_本文_:
しかし、現実的には到底買えないだろうなーと

夢のような焙煎機を時々使用させて

もらいながら、

師匠の焙煎のきっかけが気になりました。

(師匠の焙煎機は他に類を見ない珍しい焙煎機です!)


元々はアウトドア好きな師匠。

キャンプの時に使っていた

小さなアウトドア用の焙煎機から

始まったそうです。

さすがに私も最初から

大きな焙煎機には手を出せないな、と

思ったのと、

元々飽きっぽい性格なので、

ずっと続けられるかどうか?という

問題もあったので、

私もアウトドア用の100gほどしか

焙煎出来ない焙煎機を買って、

焙煎を学び始めました。

師匠から生のコーヒー豆を分けてもらい、

時間があれば焙煎をし、

コーヒー好きな友人知人に配りました。

まだその当時は手挽きのコーヒーミルしかなく、

コーヒーミルの無い人には

ガリガリガリガリと粗めのコーヒー豆を挽いて、

焙煎しては師匠に持っていき、

コーヒーの淹れ方を教わる傍ら、

時間だけは無駄にあったので、

コーヒー屋巡り、焙煎、ドリップなどなど

明けても暮れても

コーヒーの事ばかり考えていました。


そんな師匠のもとで

3か月くらいしたある日、

「今度、イベントがあるんだけど

そこでコーヒーを淹れてみないか?」

と誘われました。

まだ今のようにマルシェがさほど

無かった時でしたが、そのイベントは

とても素敵なイベントで、

憧れていたイベントでもあったので、

二つ返事で、

やります!と答えましたが、

今思うと、未熟過ぎる私が

コーヒーを淹れるなんて大胆な

イベントのクオリティの高さを

知らしめさせられる事になりました。

_課題 1_:
下の行のうち、文字列「faucet」を含む行の数を、数字だけで答えなさい。大文字と小文字は区別するものとする。

_抜粋データ_:
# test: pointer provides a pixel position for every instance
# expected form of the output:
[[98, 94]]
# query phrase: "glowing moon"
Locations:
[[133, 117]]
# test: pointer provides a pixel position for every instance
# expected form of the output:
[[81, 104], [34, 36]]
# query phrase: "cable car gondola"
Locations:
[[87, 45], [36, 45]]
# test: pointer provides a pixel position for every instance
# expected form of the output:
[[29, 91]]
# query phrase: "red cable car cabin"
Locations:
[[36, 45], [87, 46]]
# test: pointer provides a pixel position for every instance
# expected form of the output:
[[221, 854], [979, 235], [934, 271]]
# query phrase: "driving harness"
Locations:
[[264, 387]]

* * *

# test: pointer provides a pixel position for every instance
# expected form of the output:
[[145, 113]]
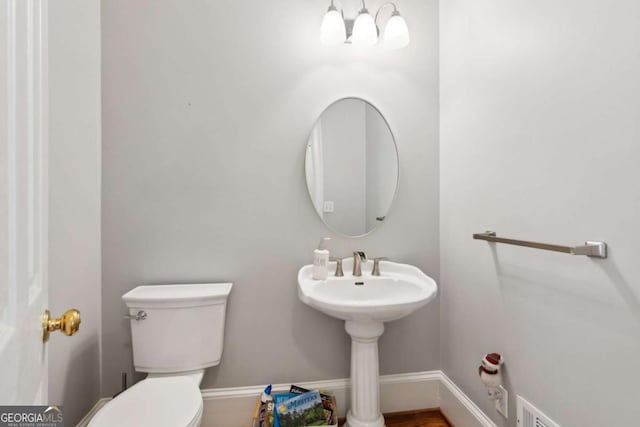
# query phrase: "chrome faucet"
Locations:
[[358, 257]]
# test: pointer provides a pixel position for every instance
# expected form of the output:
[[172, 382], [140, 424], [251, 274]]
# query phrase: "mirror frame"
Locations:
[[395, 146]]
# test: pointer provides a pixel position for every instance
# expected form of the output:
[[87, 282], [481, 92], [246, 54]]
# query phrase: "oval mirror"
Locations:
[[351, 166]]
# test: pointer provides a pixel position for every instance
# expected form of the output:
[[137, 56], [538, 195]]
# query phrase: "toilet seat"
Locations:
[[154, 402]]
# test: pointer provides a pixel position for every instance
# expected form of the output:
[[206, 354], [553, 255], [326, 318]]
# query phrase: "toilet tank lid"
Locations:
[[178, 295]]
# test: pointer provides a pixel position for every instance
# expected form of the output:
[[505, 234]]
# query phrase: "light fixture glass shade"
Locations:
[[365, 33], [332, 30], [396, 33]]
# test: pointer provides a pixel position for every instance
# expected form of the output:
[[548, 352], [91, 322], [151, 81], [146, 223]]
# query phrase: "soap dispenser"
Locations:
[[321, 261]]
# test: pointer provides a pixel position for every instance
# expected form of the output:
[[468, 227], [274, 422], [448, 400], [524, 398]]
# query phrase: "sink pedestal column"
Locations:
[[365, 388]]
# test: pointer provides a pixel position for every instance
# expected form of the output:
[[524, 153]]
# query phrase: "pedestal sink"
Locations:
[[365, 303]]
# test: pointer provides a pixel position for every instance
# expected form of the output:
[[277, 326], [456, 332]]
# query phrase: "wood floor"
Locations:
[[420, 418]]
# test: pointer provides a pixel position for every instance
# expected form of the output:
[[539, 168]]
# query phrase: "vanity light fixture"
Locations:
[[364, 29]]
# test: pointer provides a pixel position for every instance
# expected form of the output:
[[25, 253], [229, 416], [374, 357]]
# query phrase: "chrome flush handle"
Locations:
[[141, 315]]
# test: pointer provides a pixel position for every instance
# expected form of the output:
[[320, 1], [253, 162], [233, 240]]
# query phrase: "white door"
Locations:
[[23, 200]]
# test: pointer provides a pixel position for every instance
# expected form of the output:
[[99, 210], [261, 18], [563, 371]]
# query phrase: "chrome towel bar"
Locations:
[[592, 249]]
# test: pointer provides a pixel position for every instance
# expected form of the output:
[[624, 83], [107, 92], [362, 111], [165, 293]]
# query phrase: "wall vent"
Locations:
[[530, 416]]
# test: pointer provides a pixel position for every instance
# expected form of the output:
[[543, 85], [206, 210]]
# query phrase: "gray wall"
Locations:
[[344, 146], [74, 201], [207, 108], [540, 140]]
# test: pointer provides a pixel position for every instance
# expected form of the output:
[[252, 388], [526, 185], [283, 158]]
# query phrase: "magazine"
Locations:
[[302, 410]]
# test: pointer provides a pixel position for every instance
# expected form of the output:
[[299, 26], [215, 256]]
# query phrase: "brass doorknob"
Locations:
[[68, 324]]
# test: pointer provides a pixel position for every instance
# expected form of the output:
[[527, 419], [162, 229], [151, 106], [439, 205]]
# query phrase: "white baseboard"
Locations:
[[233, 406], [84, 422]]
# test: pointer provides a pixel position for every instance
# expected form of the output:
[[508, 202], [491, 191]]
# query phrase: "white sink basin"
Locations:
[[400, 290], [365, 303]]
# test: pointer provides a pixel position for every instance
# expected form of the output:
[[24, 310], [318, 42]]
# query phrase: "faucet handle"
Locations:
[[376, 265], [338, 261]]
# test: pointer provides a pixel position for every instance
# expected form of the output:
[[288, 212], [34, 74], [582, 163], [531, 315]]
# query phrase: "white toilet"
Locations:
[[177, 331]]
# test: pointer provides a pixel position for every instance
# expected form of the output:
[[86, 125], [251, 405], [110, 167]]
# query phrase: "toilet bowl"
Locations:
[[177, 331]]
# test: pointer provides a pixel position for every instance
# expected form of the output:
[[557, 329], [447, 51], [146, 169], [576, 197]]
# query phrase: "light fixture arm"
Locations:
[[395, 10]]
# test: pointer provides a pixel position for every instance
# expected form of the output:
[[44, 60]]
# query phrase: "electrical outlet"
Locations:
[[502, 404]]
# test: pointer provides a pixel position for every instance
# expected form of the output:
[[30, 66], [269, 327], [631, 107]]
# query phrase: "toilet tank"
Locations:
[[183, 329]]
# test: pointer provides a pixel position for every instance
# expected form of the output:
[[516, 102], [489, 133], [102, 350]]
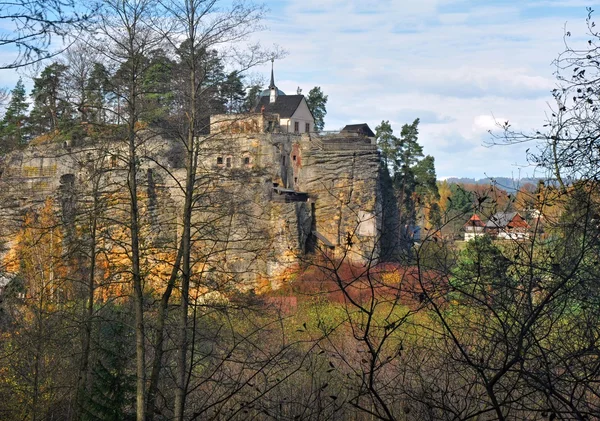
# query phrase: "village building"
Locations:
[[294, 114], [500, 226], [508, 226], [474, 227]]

_課題 2_:
本文で「明けても暮れても」の直前に並べられている活動を、すべて書き出しなさい。

_正答 1_:
2

_正答 2_:
コーヒー屋巡り、焙煎、ドリップ